▶ _Tasks to perform_:
[1] From the essay on governing Indonesia in the age of AI, reproduce the portion that opens with the words containing "To meet these" and closes with "prevention and personalization.".
[2] Write the next part of the essay on governing Indonesia in the age of AI, beginning right after its final sentence.

▶ _Passage provided_:
▶
I have returned to Indonesia many times over the years. Each visit reminds me of the country’s extraordinary scale and promise: the world’s largest Muslim-majority nation, the world’s largest archipelago country, and Southeast Asia’s only member of the G20.
But this time, in my discussion with President Prabowo Subianto and senior ministers, something else stood out. Alongside Indonesia’s huge scale and economic potential, they are facing the same challenge political leaders face everywhere: how to govern in the Age of AI.
The expectations of citizens are rising fast, driven by the ongoing technological revolution of artificial intelligence. And the job of political leaders is to reimagine government, equally fast, to meet those expectations.
The government of Indonesia is beginning to do that, starting with the issues that most affect citizen’s lives. And if they can build on this momentum, with the right policies and technologies, there is the potential not just to transform Indonesia, but to offer an example to the world.
Let’s be clear. All leaders are governing in the age of AI, whether they like it or not, because their citizens are already living in the age of AI. Digital services, increasingly accelerated by AI, are part of daily life. Citizens are used to the speed and simplicity of private-sector platforms, from e-commerce to digital payments.
Indonesia is a young, dynamic country, and young people raised on the expectation that they can run their lives from their phones will expect the government to be similarly responsive.
To meet these fast-growing expectations political leaders need to reimagine the role of the state for the new age of technology. That means using technology not just to do the same old things more efficiently, but to completely rethink how the state works to make use of the possibilities of AI.
Two things are crucial to this reimagined state: prevention and personalization.
Governments must move from reacting to problems to preventing them. Healthcare is a clear example. We all know that prevention is better than cure but few health systems have really succeeded in delivering true preventative health. With AI that can change.
Indonesia has a huge opportunity with President Prabowo’s Free Health Check-Up program to start building the joined-up data and systems for prevention to become a reality: contacting people to see a doctor before issues get worse, and spotting population health trends, and disease patterns early.
And AI is the most powerful tool for personalization ever built. Here the goal must be to build government systems that understand and respond to people’s individual life and family circumstances, rather than squeezing them into a rigid category on a government form.
Social assistance in Indonesia is a great example. Social assistance can be crucial in supporting the most vulnerable citizens. But only if the right people can access it quickly and easily when they need it most.
◀
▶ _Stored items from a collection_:
▶
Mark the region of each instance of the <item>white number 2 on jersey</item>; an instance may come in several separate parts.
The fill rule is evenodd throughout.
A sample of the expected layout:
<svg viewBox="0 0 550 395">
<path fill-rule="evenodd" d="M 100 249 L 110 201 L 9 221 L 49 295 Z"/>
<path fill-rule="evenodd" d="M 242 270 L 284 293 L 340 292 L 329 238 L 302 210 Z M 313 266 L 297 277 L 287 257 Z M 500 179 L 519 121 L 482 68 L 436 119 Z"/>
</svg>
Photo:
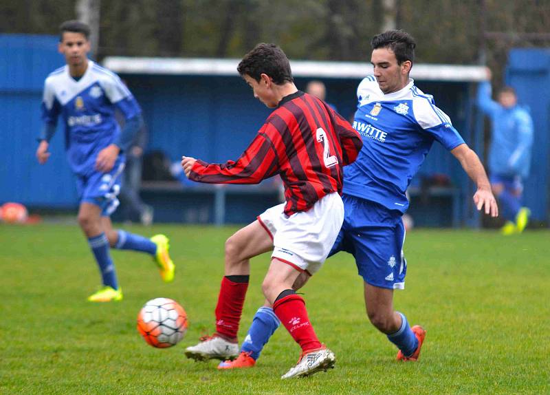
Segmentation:
<svg viewBox="0 0 550 395">
<path fill-rule="evenodd" d="M 338 163 L 338 159 L 336 155 L 331 156 L 329 150 L 329 142 L 327 140 L 327 134 L 320 127 L 317 129 L 317 141 L 323 144 L 323 160 L 326 167 L 332 167 Z"/>
</svg>

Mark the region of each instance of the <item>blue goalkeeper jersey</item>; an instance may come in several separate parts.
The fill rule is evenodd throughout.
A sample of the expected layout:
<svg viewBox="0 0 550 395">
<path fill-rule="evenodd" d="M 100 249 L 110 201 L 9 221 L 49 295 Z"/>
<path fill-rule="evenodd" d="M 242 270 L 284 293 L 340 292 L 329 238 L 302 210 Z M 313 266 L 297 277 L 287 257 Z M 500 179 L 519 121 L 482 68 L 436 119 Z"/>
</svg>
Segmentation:
<svg viewBox="0 0 550 395">
<path fill-rule="evenodd" d="M 357 160 L 344 168 L 343 193 L 402 213 L 405 191 L 436 140 L 451 150 L 464 143 L 450 119 L 411 79 L 384 94 L 369 76 L 359 84 L 353 127 L 363 138 Z"/>
<path fill-rule="evenodd" d="M 489 170 L 491 175 L 529 175 L 533 146 L 533 120 L 519 105 L 505 108 L 491 99 L 491 84 L 485 81 L 477 91 L 477 104 L 491 118 Z"/>
<path fill-rule="evenodd" d="M 70 76 L 67 65 L 46 78 L 42 120 L 55 126 L 61 116 L 67 159 L 77 175 L 93 173 L 98 153 L 118 137 L 120 127 L 115 119 L 116 108 L 126 120 L 141 114 L 138 102 L 118 76 L 91 61 L 78 81 Z"/>
</svg>

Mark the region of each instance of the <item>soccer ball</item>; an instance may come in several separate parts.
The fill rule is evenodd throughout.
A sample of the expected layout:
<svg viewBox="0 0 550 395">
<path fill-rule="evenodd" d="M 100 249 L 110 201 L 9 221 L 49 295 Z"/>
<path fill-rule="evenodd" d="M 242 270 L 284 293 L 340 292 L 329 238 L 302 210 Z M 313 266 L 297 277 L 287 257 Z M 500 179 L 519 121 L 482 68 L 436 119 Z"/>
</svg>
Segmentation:
<svg viewBox="0 0 550 395">
<path fill-rule="evenodd" d="M 187 314 L 175 300 L 153 299 L 140 310 L 138 330 L 153 347 L 172 347 L 184 338 L 187 330 Z"/>
<path fill-rule="evenodd" d="M 22 224 L 28 216 L 27 209 L 20 203 L 4 203 L 0 207 L 0 218 L 8 224 Z"/>
</svg>

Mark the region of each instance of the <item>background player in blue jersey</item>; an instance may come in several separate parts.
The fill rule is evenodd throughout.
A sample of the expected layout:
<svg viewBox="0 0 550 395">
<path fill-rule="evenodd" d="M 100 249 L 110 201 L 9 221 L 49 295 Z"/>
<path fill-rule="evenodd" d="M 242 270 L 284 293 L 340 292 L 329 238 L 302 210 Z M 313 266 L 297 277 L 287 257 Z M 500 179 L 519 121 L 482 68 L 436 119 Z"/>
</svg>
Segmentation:
<svg viewBox="0 0 550 395">
<path fill-rule="evenodd" d="M 36 158 L 44 164 L 50 157 L 49 142 L 60 116 L 65 124 L 67 160 L 77 178 L 78 224 L 102 279 L 102 286 L 88 300 L 118 301 L 122 299 L 122 292 L 111 258 L 111 247 L 147 253 L 154 257 L 164 281 L 171 281 L 174 277 L 166 236 L 157 235 L 149 239 L 115 230 L 109 217 L 118 205 L 124 152 L 142 123 L 141 109 L 118 76 L 88 59 L 90 43 L 87 25 L 69 21 L 60 25 L 60 30 L 58 50 L 67 65 L 50 74 L 44 84 L 44 127 L 38 138 Z M 126 118 L 122 131 L 115 120 L 116 107 Z"/>
<path fill-rule="evenodd" d="M 529 210 L 521 206 L 522 180 L 529 175 L 533 145 L 533 120 L 527 109 L 518 105 L 514 88 L 498 91 L 498 101 L 491 98 L 491 71 L 480 84 L 477 103 L 491 118 L 489 173 L 493 193 L 498 198 L 506 224 L 504 235 L 520 233 L 529 220 Z"/>
<path fill-rule="evenodd" d="M 476 183 L 477 209 L 496 217 L 498 207 L 477 155 L 432 96 L 409 78 L 416 46 L 412 37 L 390 30 L 375 36 L 371 45 L 374 75 L 359 85 L 354 121 L 363 147 L 344 170 L 344 224 L 331 255 L 342 250 L 353 255 L 364 280 L 368 319 L 397 347 L 398 360 L 417 361 L 426 331 L 419 325 L 411 328 L 405 315 L 394 310 L 393 290 L 404 288 L 407 271 L 402 249 L 402 215 L 408 207 L 405 192 L 434 140 L 451 151 Z M 253 366 L 278 325 L 268 304 L 261 308 L 239 357 L 219 368 Z"/>
</svg>

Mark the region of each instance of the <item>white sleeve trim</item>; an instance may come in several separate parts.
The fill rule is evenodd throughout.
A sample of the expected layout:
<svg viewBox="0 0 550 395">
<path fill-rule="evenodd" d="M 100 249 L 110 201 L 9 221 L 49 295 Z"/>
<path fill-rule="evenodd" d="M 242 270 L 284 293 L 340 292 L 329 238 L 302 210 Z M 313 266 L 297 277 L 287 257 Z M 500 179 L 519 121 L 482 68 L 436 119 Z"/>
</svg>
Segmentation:
<svg viewBox="0 0 550 395">
<path fill-rule="evenodd" d="M 443 123 L 451 123 L 446 114 L 424 98 L 415 98 L 412 100 L 412 111 L 417 122 L 424 129 Z"/>
</svg>

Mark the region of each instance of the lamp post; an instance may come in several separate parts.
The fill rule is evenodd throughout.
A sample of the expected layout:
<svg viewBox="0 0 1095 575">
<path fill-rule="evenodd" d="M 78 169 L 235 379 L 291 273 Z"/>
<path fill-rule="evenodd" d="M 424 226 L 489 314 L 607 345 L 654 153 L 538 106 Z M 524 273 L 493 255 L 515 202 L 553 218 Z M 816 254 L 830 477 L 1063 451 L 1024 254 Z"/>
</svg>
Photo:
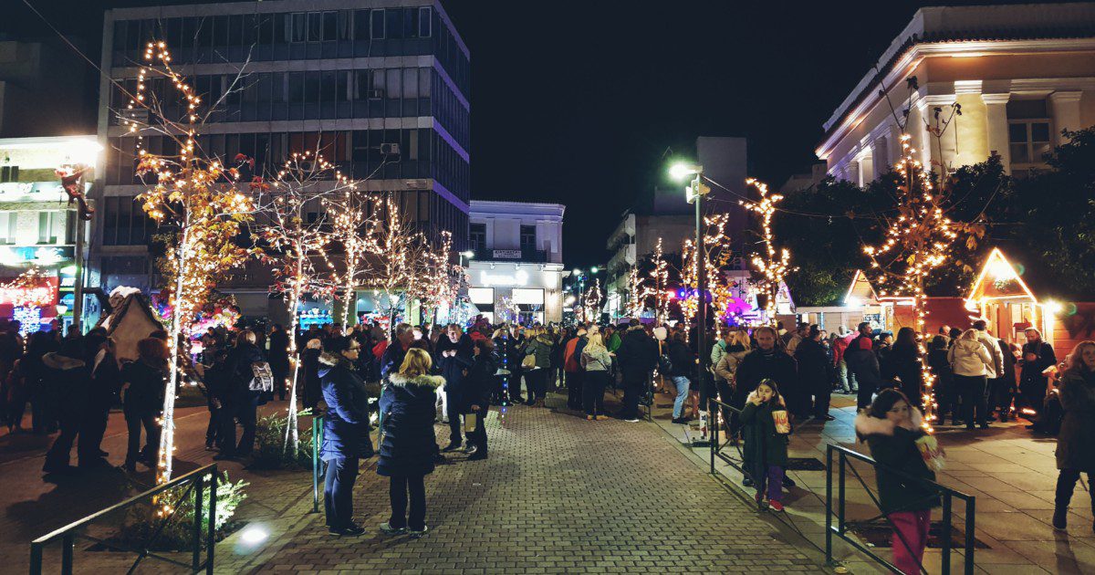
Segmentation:
<svg viewBox="0 0 1095 575">
<path fill-rule="evenodd" d="M 707 257 L 706 246 L 703 242 L 703 197 L 711 193 L 711 188 L 703 184 L 703 166 L 684 163 L 673 164 L 669 169 L 670 175 L 676 180 L 683 180 L 689 175 L 695 175 L 689 186 L 684 188 L 685 199 L 689 204 L 695 204 L 695 348 L 699 355 L 700 389 L 706 390 L 707 364 L 711 354 L 707 352 Z M 714 422 L 715 414 L 712 413 L 711 402 L 707 402 L 707 427 Z M 704 430 L 706 435 L 706 429 Z M 712 440 L 715 440 L 714 438 Z"/>
</svg>

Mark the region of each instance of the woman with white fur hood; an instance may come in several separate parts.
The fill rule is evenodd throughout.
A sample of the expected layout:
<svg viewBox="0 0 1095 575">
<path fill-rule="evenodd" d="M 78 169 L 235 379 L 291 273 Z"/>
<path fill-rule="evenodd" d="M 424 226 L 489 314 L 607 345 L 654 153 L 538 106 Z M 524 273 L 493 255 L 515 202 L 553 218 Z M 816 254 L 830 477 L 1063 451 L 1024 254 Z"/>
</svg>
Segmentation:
◀
▶ _Answers to the tasks_:
[1]
To meet these fast-growing expectations political leaders need to reimagine the role of the state for the new age of technology. That means using technology not just to do the same old things more efficiently, but to completely rethink how the state works to make use of the possibilities of AI.
Two things are crucial to this reimagined state: prevention and personalization.

[2]
The digital social assistance pilot in Banyuwangi, East Java, which my institute team partnered with the government on last year, is the beginning of such a system. For the first time citizens can check their eligibility online and track their application without relying on local intermediaries. This makes the process simpler for citizens and improves the accuracy of beneficiary data, helping ensure that assistance reaches those who need it most.
The first pilot has delivered results. More than 55 percent of households in Banyuwangi have been registered, with more than 9,000 people using the system to correct inaccurate information. For many families this support is life-changing. It can mean having enough money to buy your children’s school books, pay for prescriptions, or simply make ends meet. And it’s great to see that it is now being expanded from one pilot area to dozens of cities and regencies across Indonesia, so more Indonesians can benefit.
But the significance of this work lies not only in the service citizens see at the front end. It also lies in the hard, often invisible work required behind the scenes: building the digital public infrastructure through a whole-of-government effort that allows the government to deliver with greater accuracy, accountability, and speed. The pilot is informing the government’s drive to clean, integrate, and reconcile data across ministries and agencies. And it’s accelerating the wider adoption of digital ID, a considerable task in a country of more than 280 million people.
The same capabilities that make social aid more effective can improve other areas of government too. They can help design better subsidy schemes for farmers, strengthen access to health services or improve support for small businesses. They can help the government allocate resources where they will have the greatest impact.
Ultimately, AI will have the greatest impact if it is connected to the hard work of reform: better data, safe and trusted digital infrastructure, and leaders willing to redesign old processes around the citizen. Technology can accelerate change but it cannot substitute leadership and political will. Across the world my institute tracks practical applications of digital technology and AI in government and the list is growing quickly. Countries that benefit most will be those that connect technology to delivery.
Indonesia has surprised me many times over the past two decades. On this visit, what impressed me was not only the country’s big ambitions, but the growing understanding of the scale and pace of change required to reimagine the state for this new age, and the role of technology in that change.
Indonesia has a huge opportunity. If it can accelerate its use of technology and continue to reimagine what the state can do for its citizens, it will not just make things better for Indonesians, it will offer a model for the rest of the world to learn from.